Reproduce the whole article on the Aurelia fungicide launch word for word.

**Source extract:**
>>>>
Life Scientific will launch its very own off-patent prothioconazole fungicide, Aurelia, onto the UK market in Spring 2020. Containing 250g/lit prothioconazole, it is a broad spectrum fungicide with erradicant and protectant activity for use in many different crops.
In an emulsifiable concentrate formulation, Aurelia is suitable for use alone or in combination with a wide range of other pesticides to provide effective control of key diseases, and is commercially available through Life Scientific’s distribution partners ProCam and Hutchinsons.
“Life Scientific’s approach is based on the very strong scientific concept to reverse engineer a product from the original to produce a product accepted as the same by the regulatory authority,” said the company’s UK technical manager, Ruth Stanley.
“This means we can offer off-patent products to agronomists and growers earlier than any other off patent company – which is what we’ve done with Aurelia.”
In order to assess the comparability of Aurelia against the reference product Proline, Life Scientific carried out a series of eight separate field trials, across both the UK and France.
“The aim of the trial was to compare the performance of Aurelia against the reference product Proline, in controlling Septoria tritici and Brown rust in wheat,” Mrs Stanley said.
She explained that to encourage the development of disease, no T1 treatments were applied.
“Crops then received a single application of Aurelia or Proline, between the growth stages 39 and 45. We carried out disease assessments on leaves 1 and 2 for three to four weeks after application,” she added. “The results were as we’d hoped; the performance of Aurelia was the same as Proline.”
<<<<
**Supplied material:**
>>>>
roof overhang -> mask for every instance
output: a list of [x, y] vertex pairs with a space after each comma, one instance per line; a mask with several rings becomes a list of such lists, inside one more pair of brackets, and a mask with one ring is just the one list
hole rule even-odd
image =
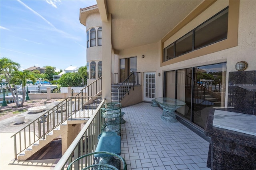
<<<<
**Result of the exercise:**
Life Scientific will launch its very own off-patent prothioconazole fungicide, Aurelia, onto the UK market in Spring 2020. Containing 250g/lit prothioconazole, it is a broad spectrum fungicide with erradicant and protectant activity for use in many different crops.
In an emulsifiable concentrate formulation, Aurelia is suitable for use alone or in combination with a wide range of other pesticides to provide effective control of key diseases, and is commercially available through Life Scientific’s distribution partners ProCam and Hutchinsons.
“Life Scientific’s approach is based on the very strong scientific concept to reverse engineer a product from the original to produce a product accepted as the same by the regulatory authority,” said the company’s UK technical manager, Ruth Stanley.
“This means we can offer off-patent products to agronomists and growers earlier than any other off patent company – which is what we’ve done with Aurelia.”
In order to assess the comparability of Aurelia against the reference product Proline, Life Scientific carried out a series of eight separate field trials, across both the UK and France.
“The aim of the trial was to compare the performance of Aurelia against the reference product Proline, in controlling Septoria tritici and Brown rust in wheat,” Mrs Stanley said.
She explained that to encourage the development of disease, no T1 treatments were applied.
“Crops then received a single application of Aurelia or Proline, between the growth stages 39 and 45. We carried out disease assessments on leaves 1 and 2 for three to four weeks after application,” she added. “The results were as we’d hoped; the performance of Aurelia was the same as Proline.”